(수행할 작업): 아래 데이터의 각 줄을 글자 하나 바꾸지 말고 그대로 다시 적으십시오. 그림은 답에 포함하지 마십시오.

(데이터 발췌):
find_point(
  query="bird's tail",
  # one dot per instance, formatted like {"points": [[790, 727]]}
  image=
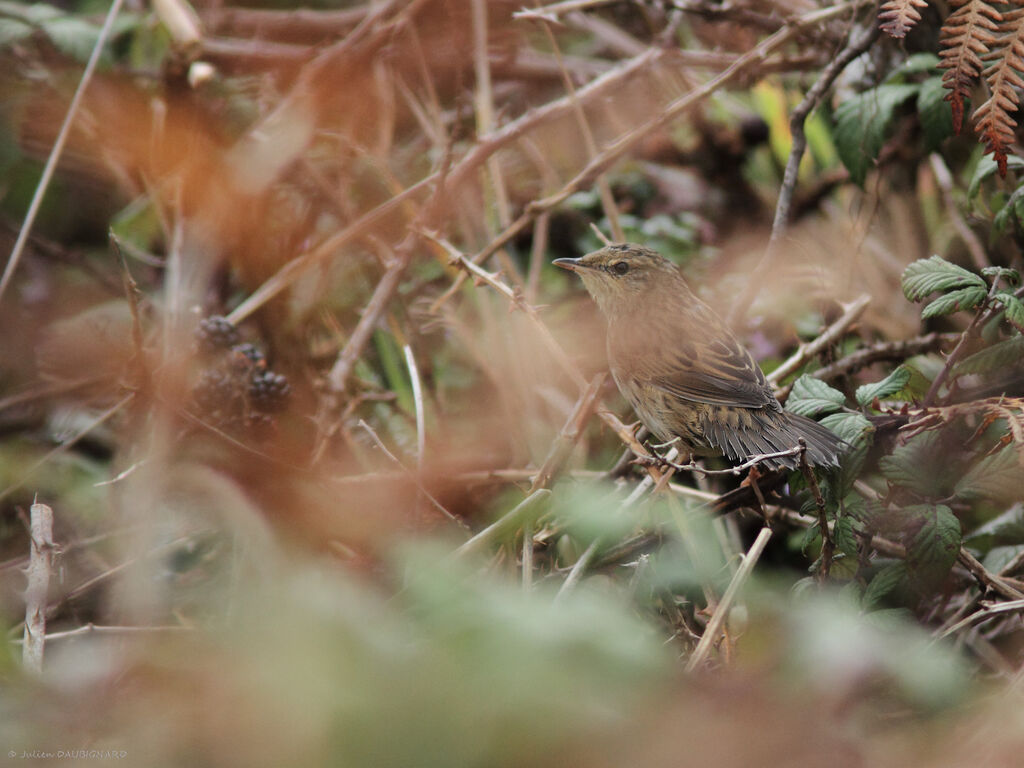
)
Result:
{"points": [[774, 432]]}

(작업 해답):
find_point(
  query="bird's tail",
  # one dot per instance, formatted like {"points": [[790, 727]]}
  image=
)
Result:
{"points": [[774, 432]]}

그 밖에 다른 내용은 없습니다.